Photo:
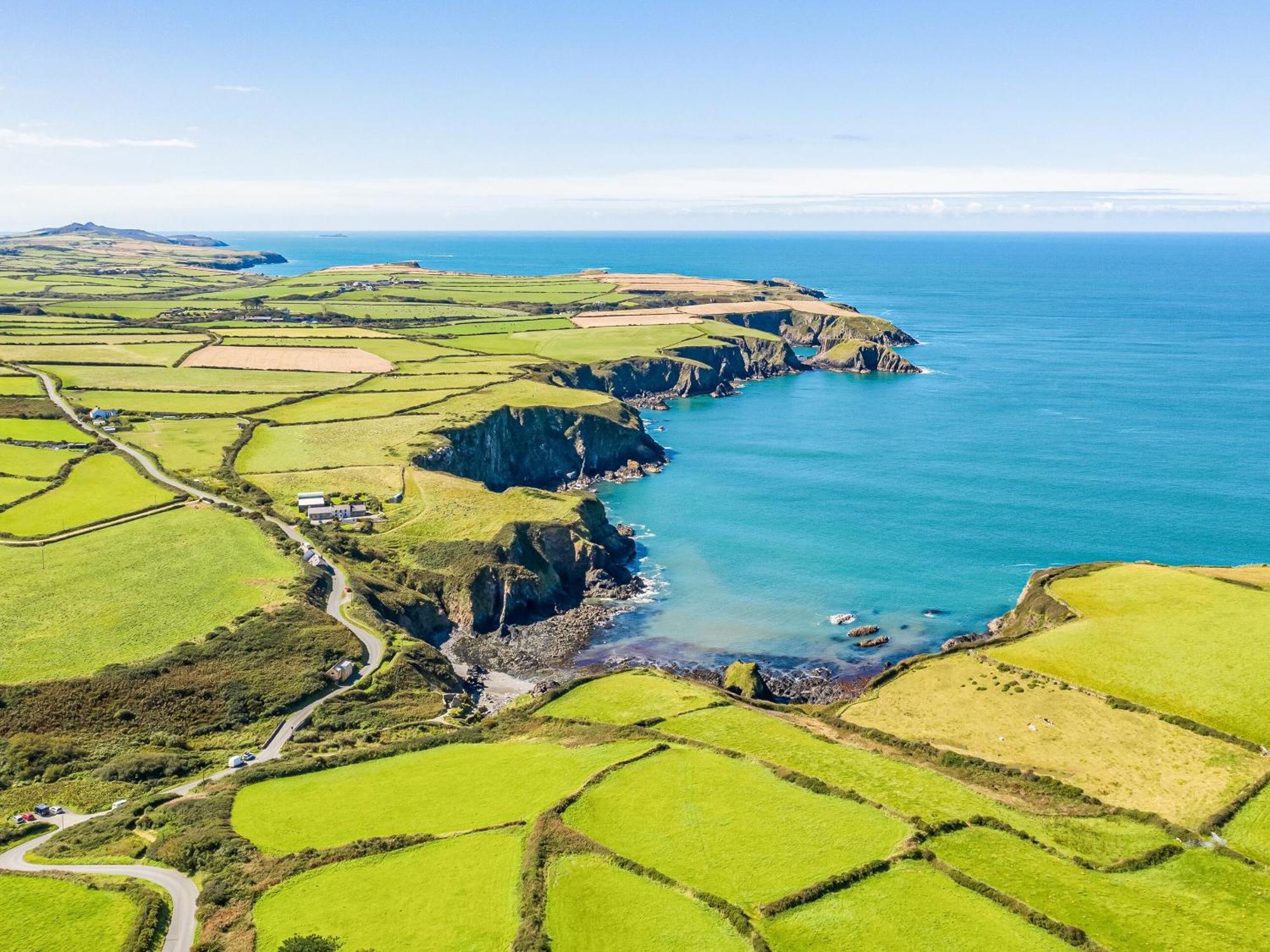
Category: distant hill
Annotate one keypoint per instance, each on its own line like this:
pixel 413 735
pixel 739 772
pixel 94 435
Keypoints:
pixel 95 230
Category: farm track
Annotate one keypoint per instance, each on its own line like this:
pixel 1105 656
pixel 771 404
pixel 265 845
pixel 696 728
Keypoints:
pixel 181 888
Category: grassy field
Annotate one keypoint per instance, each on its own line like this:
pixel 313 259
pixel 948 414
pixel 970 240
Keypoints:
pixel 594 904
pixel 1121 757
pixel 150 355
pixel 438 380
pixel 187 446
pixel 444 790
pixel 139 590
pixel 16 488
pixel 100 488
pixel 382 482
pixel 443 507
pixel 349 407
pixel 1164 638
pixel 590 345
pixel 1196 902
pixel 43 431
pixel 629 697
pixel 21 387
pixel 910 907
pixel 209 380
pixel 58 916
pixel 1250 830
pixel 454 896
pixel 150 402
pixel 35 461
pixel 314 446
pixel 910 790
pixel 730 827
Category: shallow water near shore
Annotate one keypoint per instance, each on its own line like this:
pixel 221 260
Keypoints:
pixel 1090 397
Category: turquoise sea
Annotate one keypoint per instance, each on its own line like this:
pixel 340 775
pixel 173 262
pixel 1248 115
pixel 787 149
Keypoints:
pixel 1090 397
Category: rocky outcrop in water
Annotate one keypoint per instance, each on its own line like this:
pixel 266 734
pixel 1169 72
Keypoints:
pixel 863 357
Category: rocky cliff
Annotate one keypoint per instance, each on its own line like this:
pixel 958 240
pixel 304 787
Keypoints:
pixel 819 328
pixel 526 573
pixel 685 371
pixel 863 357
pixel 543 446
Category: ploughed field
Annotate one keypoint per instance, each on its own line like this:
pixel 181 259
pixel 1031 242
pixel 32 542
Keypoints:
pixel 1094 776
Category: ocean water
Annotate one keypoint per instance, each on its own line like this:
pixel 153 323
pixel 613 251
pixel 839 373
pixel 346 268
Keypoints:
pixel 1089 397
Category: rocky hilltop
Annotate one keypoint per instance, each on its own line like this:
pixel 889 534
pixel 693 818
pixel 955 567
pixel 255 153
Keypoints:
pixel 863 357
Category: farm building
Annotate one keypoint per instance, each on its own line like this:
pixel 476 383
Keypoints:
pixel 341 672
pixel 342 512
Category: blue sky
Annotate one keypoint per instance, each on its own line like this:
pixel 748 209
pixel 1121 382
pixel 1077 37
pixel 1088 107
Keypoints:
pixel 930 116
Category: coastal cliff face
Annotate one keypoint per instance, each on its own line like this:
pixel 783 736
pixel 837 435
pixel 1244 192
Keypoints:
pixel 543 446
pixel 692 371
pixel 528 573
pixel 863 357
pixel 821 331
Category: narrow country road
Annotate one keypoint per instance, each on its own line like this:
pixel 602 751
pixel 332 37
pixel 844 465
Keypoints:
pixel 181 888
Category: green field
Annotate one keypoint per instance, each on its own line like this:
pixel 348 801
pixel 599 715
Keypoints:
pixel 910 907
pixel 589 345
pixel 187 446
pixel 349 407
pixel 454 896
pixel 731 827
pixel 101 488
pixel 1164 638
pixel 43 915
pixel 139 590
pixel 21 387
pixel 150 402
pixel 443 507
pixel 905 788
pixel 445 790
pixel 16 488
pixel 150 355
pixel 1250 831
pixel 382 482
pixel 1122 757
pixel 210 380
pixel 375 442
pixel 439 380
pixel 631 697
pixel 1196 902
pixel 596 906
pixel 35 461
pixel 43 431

# # # # #

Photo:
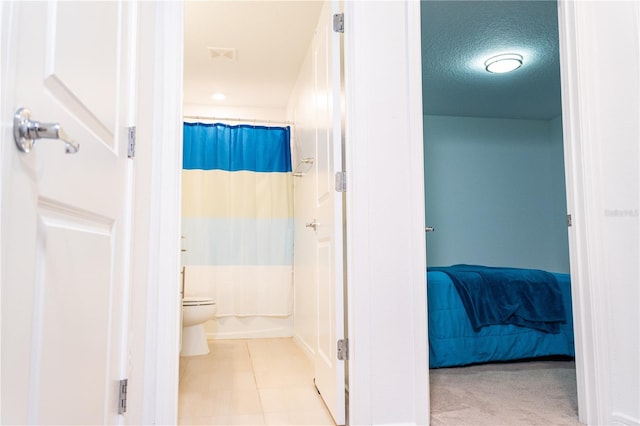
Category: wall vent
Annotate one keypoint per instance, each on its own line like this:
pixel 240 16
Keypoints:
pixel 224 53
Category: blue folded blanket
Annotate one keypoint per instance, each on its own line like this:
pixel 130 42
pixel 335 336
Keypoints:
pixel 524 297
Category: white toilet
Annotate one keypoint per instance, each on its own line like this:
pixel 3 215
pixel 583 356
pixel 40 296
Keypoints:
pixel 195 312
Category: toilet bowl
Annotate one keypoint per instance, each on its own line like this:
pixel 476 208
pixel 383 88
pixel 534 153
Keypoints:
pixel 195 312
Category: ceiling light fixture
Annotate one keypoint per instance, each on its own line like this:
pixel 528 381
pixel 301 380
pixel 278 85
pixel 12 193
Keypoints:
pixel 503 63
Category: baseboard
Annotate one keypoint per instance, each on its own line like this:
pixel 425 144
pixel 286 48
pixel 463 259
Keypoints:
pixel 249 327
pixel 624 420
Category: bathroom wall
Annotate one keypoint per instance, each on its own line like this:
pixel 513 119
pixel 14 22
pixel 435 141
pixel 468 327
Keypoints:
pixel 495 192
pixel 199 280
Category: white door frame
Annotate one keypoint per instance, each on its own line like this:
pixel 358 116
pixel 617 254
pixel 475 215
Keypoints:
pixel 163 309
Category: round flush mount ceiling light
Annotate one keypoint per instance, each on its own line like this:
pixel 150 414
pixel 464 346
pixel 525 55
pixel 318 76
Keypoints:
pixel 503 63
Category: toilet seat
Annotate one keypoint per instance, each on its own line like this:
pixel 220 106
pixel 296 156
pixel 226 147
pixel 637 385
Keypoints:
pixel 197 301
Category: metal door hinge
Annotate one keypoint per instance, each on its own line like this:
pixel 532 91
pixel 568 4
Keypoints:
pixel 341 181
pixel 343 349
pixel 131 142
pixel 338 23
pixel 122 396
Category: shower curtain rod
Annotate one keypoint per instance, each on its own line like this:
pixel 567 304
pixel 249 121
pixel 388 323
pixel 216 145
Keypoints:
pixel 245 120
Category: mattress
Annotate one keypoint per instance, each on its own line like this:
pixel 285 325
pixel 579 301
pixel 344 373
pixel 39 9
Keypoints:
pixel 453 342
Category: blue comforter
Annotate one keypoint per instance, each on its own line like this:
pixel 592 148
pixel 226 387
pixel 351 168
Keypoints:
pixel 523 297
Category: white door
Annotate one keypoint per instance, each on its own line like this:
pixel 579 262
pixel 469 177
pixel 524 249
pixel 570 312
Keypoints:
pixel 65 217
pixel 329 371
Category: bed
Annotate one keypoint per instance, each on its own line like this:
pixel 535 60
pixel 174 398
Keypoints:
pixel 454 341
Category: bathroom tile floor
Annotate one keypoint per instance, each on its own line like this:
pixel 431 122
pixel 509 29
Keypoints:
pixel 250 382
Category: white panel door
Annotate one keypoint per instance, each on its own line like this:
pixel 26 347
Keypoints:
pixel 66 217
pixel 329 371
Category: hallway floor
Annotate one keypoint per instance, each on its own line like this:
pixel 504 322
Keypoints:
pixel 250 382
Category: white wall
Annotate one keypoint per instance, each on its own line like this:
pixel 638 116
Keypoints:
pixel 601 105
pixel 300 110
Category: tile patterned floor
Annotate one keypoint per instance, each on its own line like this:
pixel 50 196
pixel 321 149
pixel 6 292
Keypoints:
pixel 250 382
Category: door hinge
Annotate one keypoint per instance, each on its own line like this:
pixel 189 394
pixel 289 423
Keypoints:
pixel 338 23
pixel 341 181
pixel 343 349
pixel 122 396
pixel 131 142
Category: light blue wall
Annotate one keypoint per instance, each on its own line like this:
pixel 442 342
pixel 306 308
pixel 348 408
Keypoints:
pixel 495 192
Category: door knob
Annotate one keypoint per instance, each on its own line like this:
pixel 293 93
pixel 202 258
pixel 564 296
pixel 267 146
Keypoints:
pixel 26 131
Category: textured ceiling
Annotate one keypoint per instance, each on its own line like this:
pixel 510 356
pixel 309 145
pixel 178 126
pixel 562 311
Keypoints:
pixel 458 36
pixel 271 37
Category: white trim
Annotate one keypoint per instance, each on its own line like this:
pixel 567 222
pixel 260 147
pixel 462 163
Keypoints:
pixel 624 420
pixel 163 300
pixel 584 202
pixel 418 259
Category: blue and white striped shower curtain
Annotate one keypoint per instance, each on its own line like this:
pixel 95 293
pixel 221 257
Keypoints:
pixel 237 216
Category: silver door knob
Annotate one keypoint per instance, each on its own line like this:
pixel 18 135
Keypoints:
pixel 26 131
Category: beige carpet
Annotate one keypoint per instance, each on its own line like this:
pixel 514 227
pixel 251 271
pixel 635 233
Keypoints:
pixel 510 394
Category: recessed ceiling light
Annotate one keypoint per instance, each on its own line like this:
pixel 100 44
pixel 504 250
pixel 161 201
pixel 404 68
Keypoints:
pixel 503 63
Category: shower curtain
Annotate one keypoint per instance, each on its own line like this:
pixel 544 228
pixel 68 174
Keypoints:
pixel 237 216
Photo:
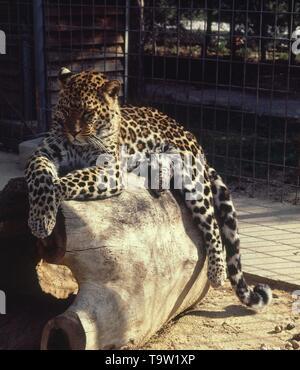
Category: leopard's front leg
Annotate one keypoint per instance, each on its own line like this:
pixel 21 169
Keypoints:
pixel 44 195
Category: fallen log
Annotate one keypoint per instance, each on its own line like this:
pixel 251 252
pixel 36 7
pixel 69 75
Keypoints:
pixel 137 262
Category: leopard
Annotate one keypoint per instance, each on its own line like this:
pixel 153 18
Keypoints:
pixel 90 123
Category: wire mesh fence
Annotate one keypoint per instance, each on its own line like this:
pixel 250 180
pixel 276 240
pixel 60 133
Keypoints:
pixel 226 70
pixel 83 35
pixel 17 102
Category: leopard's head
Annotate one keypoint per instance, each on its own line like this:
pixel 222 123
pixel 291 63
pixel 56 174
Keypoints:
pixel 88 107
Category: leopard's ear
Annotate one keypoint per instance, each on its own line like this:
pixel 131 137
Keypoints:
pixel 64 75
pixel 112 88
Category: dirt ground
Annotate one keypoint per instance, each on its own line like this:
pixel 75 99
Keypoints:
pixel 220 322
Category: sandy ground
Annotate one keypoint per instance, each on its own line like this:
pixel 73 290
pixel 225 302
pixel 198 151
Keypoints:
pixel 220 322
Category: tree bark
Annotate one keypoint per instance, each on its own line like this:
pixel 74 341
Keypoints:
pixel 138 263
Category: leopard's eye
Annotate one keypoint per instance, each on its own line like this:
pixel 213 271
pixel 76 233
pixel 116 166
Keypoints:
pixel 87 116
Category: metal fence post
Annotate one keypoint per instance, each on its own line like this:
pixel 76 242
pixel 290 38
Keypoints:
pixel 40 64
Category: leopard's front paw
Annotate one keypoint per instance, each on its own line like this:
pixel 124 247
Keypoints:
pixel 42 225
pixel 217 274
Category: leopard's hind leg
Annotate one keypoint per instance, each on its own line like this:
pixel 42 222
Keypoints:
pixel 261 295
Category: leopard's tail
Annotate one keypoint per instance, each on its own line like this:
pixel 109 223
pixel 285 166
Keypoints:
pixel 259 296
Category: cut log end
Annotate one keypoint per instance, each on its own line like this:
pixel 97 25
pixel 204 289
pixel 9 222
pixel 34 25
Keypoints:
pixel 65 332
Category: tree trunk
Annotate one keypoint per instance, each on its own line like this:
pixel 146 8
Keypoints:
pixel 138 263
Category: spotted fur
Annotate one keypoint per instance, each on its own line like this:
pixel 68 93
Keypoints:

# # # # #

Turn the items from the line with "Category: leopard's head" up to and including the line with "pixel 88 107" into a numbered list, leaving out any blank lines.

1. Category: leopard's head
2. Annotate one keypoint per instance, each on its own line like this:
3. pixel 222 123
4. pixel 291 63
5. pixel 56 174
6. Keypoints:
7. pixel 88 107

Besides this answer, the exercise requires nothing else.